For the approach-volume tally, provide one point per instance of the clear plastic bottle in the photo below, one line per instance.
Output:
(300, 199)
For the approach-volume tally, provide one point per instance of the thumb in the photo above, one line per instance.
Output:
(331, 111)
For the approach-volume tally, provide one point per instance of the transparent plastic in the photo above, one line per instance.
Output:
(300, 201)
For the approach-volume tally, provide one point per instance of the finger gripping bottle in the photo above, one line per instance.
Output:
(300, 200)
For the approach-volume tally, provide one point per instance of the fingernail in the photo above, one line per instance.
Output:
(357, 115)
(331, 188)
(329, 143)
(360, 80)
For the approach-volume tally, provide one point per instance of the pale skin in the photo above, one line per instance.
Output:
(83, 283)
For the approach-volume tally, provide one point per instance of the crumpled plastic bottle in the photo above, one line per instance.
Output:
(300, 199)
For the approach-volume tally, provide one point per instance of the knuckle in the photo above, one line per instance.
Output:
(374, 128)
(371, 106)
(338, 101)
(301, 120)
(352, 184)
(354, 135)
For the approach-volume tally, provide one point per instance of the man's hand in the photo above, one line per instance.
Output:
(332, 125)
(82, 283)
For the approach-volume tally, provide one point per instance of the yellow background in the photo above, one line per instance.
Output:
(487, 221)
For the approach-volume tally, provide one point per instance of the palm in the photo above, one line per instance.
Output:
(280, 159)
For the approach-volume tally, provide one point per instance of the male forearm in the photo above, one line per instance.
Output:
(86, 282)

══════════

## What you should do
Reproduce every record above exactly as it appears.

## Output for this task
For the approach-volume tally, provide one point per instance of the clear plastic bottle in the photo below, one line per instance.
Output:
(300, 199)
For the approach-volume tally, provide one point per instance of the thumb in the photo above, one line per instance.
Output:
(331, 111)
For the approach-volume tally, provide one point per instance of the transparent plastic in the photo above, one line per instance.
Output:
(300, 201)
For the approach-volume tally, provide one point per instance of the finger gripping bottle in the photo above, one line per instance.
Output:
(300, 200)
For the approach-volume tally, provide one point per instance of the fingernail in the photo above, one line per instance.
Output:
(357, 115)
(331, 188)
(329, 143)
(360, 80)
For the approach-volume tally, provide one point per instance of the pale skin in the photo above, one line per instance.
Output:
(83, 283)
For the approach-volume tally, provide one point per instance of the crumpled plastic bottle in the photo above, one line per instance.
Output:
(300, 199)
For the approach-volume tally, provide one point per instance of the knuckle in the photo above, one line per instance.
Output:
(374, 128)
(371, 106)
(338, 101)
(301, 120)
(352, 184)
(354, 135)
For the approach-volume tally, provide one point per instance of the man's hand in the photo above, one line per instance.
Output:
(332, 125)
(82, 283)
For the approach-volume tally, provide one point per instance of the yellow background in the photo above, one line per instance.
Output:
(487, 221)
For the approach-volume tally, provide one point per instance of the palm in the photo above, one line per instance.
Output:
(280, 159)
For the approach-volume tally, provide one point per instance of the male forearm in the photo above, one line per instance.
Output:
(86, 282)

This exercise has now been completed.